*DOCUMENT:*

## Begin

- No. of episodes: 26

Release
- Original network: truTV
- Original release: February 9 – November 2, 2017

Season chronology
- ← Previous Season 5Next → Season 7

= Impractical Jokers season 6 =

This is a list of episodes from the sixth season of Impractical Jokers.

==Episodes==

Punishment Count:

- Sal - 9 (including joint punishments) Total now: 52
- Joe - 4 (including joint punishments) Total now: 33
- Murr - 9 (including joint punishments) Total now: 47
- Q - 8 (including joint punishments) Total now: 38

| No. overall | No. in season | Title | Original air date | Losing Joker(s) | U.S. viewers (millions) |
| 128 | 1 | "Swim Shady" | February 9, 2017 | Sal | 0.97 |
The guys act as receptionists in a waiting room and ask strangers at the park for advice about their personal dilemmas. Punishment: Sal is forced to invade a water aerobics class to take pictures for a website. He must invade the students' privacy in order to get shots.
| 129 | 2 | "Lady and the Tramp" | February 16, 2017 | Murr | 0.83 |
The guys conduct interviews while the others try to make them laugh from behind a two-way mirror and compete head-to-head in a grocery store to see who can get a customer to try more samples. Punishment: In a surprise punishment, Murr enters a car to drive to what he thinks is a challenge, but it turns out to be Murr being "taken" onto on a tow truck and then onto a ferry. In the New York Harbor, he then has to board a smaller boat and dress up and pose as the Statue of Liberty in cold weather while other tourist boats float by and take pictures.

## End

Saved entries

## Begin

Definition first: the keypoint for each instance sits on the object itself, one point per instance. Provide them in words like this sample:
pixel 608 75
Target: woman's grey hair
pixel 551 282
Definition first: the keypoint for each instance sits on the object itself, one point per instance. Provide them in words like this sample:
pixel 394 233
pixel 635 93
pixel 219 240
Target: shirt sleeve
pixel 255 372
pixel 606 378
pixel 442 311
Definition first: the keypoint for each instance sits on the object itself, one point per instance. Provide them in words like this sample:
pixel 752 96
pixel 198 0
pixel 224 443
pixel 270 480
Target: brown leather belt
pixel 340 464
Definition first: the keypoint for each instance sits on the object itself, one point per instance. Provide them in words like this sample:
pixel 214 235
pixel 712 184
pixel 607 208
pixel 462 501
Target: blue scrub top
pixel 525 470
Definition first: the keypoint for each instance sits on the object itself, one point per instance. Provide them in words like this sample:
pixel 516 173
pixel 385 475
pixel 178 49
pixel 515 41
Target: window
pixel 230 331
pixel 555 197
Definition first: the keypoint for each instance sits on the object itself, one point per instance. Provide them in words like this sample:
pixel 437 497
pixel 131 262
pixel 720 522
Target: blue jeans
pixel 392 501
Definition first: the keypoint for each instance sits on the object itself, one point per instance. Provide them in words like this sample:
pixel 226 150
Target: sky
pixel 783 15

## End

*TASKS FOR THIS EXERCISE:*
a – Based on the Impractical Jokers season 6 list, say whether each statement agrees with it, answering yes or no and quoting the words that decide it: (i) The season originally aired on truTV. (ii) Joe received the most punishments of the four this season. (iii) In "Swim Shady," Sal's punishment took place in a water aerobics class.
b – Carry the Impractical Jokers season 6 list forward from its last sentence.
This data comes from a different source than the Impractical Jokers season 6 list.

*TASK RESPONSES:*
a –
(i) Yes: "Original network: truTV"
(ii) No: "Joe - 4 (including joint punishments)"
(iii) Yes: "Sal is forced to invade a water aerobics class"

b –
| 130 | 3 | "The Parent Trap" | February 23, 2017 | Joe | 0.76 |
The guys go head-to-head putting sticky notes on customers in a grocery store, ask strangers for questionable quotes at the park, and give "sound" financial tips to hopefuls as advisors. Punishment: Being the only parent out of the quartet, Joe is forced to enter an indoor playground for children, and instruct other parents on how to better parent their children.
| 131 | 4 | "Catastrophe" | March 2, 2017 | Sal | 0.82 |
The guys pose as trainees at a juice bar, and compete at the Palisades Center mall to have someone untangle their earphone cords before having their pants pulled down by a special guest (Tommy Dreamer, Bully Ray, and Velvet Sky). Punishment: Sal is forced to go through what Q went through in "Spider Man" with his biggest fear: cats.
| 132 | 5 | "Vampire Weakened" | March 9, 2017 | Murr | 0.85 |
The jokers work at a Carvel ice cream parlor, and get strangers to help them watch Joe's dogs at a park. Punishment: Murr is forced to perform in front of an audience as Dracula to deliver his character's monologues. In a surprise twist, it turns out he actually has to sing and dance along with a gospel choir while wearing his Dracula outfit.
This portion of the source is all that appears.